[Exercise passage Boundary: Start]
Louisiana will no longer participate as part of a group of states opposing federal marijuana rescheduling, after a Drug Enforcement Administration administrative law judge granted the state’s request to withdraw from the proceeding.
In an order dated June 25, DEA Chief Administrative Law Judge Derek C. Julius said Louisiana filed a motion one day earlier stating that it was voluntarily withdrawing as a designated party in the case. The order says the state had been selected by the DEA administrator, along with Nebraska, Idaho and Indiana, to participate as one interested party in the rescheduling matter.
With Louisiana’s withdrawal granted, the designated party will now consist of Nebraska, Idaho and Indiana.
Julius wrote that Louisiana, by withdrawing, “waives its status as a person entitled to a hearing” and may no longer submit filings or be heard in the matter. The order also states that references to “The States” or the “Opposed States” in the previously issued hearing schedule should no longer be interpreted to include Louisiana.
The order does not state why Louisiana asked to withdraw.
The development comes just days before the DEA’s marijuana rescheduling hearing is scheduled to begin on June 29. The proceeding concerns whether marijuana should be moved from Schedule I to Schedule III under the federal Controlled Substances Act.
[Exercise passage Boundary: End]
[Recorded data Boundary: Start]
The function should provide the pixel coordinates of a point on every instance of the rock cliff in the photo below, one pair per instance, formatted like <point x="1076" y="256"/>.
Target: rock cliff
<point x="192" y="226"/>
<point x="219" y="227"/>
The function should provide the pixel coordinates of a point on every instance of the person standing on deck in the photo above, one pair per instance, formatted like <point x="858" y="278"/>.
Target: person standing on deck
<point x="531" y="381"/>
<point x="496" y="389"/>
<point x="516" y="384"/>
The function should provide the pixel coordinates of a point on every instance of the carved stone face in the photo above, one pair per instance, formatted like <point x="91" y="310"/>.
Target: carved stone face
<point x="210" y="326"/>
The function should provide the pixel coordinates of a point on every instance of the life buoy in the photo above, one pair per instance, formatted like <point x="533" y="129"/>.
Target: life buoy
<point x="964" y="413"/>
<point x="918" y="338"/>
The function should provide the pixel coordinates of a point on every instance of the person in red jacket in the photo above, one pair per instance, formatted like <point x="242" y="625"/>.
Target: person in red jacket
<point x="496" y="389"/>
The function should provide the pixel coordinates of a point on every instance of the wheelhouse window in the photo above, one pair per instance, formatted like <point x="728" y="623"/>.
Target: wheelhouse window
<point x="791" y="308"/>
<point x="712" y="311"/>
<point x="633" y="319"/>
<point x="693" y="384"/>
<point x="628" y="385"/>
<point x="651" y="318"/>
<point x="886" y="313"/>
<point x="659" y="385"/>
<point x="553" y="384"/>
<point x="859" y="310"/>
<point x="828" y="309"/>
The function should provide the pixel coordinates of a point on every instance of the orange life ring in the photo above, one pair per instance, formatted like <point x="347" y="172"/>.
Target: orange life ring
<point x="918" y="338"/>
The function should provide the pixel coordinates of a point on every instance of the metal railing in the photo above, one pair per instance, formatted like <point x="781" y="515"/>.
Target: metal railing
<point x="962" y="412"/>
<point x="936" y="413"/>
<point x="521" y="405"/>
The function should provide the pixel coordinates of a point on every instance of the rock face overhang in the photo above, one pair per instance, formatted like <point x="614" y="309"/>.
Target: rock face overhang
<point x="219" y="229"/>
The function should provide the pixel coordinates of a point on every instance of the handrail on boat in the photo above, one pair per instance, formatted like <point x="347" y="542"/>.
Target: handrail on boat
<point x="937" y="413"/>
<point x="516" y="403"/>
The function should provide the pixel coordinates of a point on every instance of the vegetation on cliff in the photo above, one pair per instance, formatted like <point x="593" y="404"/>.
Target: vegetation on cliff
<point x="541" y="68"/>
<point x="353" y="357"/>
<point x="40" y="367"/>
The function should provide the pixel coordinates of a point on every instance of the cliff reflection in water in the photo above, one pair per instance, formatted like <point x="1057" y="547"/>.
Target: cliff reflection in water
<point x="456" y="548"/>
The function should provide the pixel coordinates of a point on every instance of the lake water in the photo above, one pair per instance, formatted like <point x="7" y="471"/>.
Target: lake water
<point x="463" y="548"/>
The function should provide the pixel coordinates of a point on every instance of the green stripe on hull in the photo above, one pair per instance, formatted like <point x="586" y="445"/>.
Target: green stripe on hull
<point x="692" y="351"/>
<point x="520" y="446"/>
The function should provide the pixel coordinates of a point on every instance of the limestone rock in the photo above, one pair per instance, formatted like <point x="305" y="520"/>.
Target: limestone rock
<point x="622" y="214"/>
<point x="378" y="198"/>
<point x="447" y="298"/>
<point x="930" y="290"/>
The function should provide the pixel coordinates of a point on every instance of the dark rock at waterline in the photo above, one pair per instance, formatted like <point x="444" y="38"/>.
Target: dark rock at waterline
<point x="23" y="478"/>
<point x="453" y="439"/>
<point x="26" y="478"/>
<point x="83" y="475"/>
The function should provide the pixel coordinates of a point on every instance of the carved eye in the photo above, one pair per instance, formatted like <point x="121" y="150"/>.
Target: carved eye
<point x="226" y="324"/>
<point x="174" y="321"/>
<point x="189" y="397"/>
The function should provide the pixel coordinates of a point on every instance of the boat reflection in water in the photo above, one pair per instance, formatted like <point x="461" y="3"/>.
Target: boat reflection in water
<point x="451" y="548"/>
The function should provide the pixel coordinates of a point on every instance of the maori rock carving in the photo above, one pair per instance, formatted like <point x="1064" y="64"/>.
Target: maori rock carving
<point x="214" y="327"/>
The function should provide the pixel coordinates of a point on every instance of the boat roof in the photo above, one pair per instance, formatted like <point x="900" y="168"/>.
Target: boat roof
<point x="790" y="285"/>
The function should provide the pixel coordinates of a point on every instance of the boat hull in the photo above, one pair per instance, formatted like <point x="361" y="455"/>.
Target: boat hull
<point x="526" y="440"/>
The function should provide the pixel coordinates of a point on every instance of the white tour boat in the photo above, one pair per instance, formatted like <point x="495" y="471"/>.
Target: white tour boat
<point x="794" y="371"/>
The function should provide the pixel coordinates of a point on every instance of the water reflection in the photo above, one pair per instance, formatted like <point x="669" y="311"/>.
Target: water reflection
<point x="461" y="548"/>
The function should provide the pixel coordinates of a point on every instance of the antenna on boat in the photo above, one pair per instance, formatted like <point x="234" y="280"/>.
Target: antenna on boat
[Recorded data Boundary: End]
Work request 1. In the Louisiana withdrawal article, which states now make up the designated party?
Work request 2. Reproduce the Louisiana withdrawal article from "With Louisiana’s withdrawal" to "Controlled Substances Act.", inclusive.

Response area 1. Nebraska, Idaho and Indiana.

Response area 2.
With Louisiana’s withdrawal granted, the designated party will now consist of Nebraska, Idaho and Indiana.
Julius wrote that Louisiana, by withdrawing, “waives its status as a person entitled to a hearing” and may no longer submit filings or be heard in the matter. The order also states that references to “The States” or the “Opposed States” in the previously issued hearing schedule should no longer be interpreted to include Louisiana.
The order does not state why Louisiana asked to withdraw.
The development comes just days before the DEA’s marijuana rescheduling hearing is scheduled to begin on June 29. The proceeding concerns whether marijuana should be moved from Schedule I to Schedule III under the federal Controlled Substances Act.